**Zadanie A:** Jaki serial oglądano na kanapie według poniższego fragmentu?

**Fragment:**
◇ ◇ ◇

Świadomie czy też nie, my też maski nosimy.
Nie są one kolorowe, pluszowe czy pokryte brokatem. Są one niewidoczne dla świata zewnętrzengo. Są częścią nas samych. Tą częścią, którą chcemy pokazać światu.
Po co to robimy ?
To proste.
Chcemy ukryć to kim jesteśmy. To co nas trapi. Pokazać, że wszystko jest w porządku, gdy tak naprawdę jest inaczej.
Jakieś dwa tygodnie temu spotkałem się z Robertem by wspólnie spędzić czas. (link)
Przeważnie oglądamy nasze ulubione seriale czy filmy. Dziś spotkaliśmy się u mnie.
Alkohol się chłodził, mięso w piekarniku nabierało złocistego koloru.
Kilka minut po dwudziestej siedzieliśmy już na mojej kanapie jedząc pijąc i oglądając ; UWAGA, UWAGA nie SEX W WIELKIM MIEŚCIE tylko AJ AND THE QUEEN. To serial komediowy opowiadający o Draq Quenn(link), która w towarzystwie jedenastoletniego życiowego rozbitka ucieka przed facetem , który ją okradł z pieniędzy a teraz jeszcze do tego się mści. Fajny serial polecam. Jest dostępny na platformie Netflix !
W połowie pierwszego odcinka rozbrzmiał mój telefon. To Zahir (link) powiedziałem na głos a Robert wywrócił oczami. Mój przyjaciel nie przepada za Zahirem. Uważa go za płytką i powierzchowną osobę.
Po części ma rację. Aczkolwiek dla mnie Zahir od czasu do czasu jest jak trampolina od rzeczywistości.
- Zahir chce wpaść do mnie- oznajmiłem
- O Boże serio ? Wpasował się jak nic. Oglądamy serial o Draq Qenn i teraz jeszcze on, DRAMA QUEEN.
Około godziny dwudziestej pierwszej pojawił się on już przy drzwiach głośno krzycząc.
- No co tam Bitch?- Kończąc pytanie głośnym śmiechem.
Gdy rozsiedliśmy się na kanapie i każdy miał swój drink w ręku, Zahirowi buzia się nie zamykała.

◇ ◇ ◇

**Dostarczone dane:**

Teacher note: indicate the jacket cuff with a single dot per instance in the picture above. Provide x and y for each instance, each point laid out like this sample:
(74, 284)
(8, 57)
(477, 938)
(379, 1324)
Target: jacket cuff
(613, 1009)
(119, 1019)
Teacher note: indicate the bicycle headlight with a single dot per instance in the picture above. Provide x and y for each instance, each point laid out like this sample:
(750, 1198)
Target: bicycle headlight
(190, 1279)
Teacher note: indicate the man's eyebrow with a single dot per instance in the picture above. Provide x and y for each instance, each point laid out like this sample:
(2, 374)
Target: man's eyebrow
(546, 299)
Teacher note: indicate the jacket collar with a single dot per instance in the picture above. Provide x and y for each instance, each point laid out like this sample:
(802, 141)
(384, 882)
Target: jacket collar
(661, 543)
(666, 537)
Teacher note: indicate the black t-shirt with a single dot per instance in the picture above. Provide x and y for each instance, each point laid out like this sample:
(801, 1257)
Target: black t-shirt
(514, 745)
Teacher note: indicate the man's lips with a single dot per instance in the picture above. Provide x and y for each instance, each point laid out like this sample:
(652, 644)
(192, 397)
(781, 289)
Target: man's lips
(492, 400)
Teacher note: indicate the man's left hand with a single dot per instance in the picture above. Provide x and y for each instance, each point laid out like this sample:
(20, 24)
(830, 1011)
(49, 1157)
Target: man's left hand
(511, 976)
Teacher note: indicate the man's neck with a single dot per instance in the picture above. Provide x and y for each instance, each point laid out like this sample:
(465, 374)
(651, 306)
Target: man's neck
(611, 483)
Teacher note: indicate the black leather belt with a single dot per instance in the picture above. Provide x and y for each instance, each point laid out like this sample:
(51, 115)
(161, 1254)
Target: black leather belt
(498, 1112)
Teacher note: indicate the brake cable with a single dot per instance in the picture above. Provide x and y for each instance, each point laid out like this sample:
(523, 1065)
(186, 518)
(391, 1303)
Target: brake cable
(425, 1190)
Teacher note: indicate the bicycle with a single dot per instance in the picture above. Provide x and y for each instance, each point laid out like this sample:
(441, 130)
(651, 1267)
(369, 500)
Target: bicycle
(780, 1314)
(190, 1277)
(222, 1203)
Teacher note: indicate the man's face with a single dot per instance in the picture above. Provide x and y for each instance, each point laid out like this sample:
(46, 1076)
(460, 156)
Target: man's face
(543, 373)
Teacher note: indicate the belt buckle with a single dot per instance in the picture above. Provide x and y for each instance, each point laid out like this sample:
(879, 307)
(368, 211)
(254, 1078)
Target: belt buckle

◇ ◇ ◇

**Zadanie B:** Pokaż każdy wiersz rekordów, w którym występuje słowo "shirt". Wielkość liter ma znaczenie.

**Pełna odpowiedź A:** AJ and the Queen.

**Pełna odpowiedź B:**
Teacher note: indicate the black t-shirt with a single dot per instance in the picture above. Provide x and y for each instance, each point laid out like this sample:
Target: black t-shirt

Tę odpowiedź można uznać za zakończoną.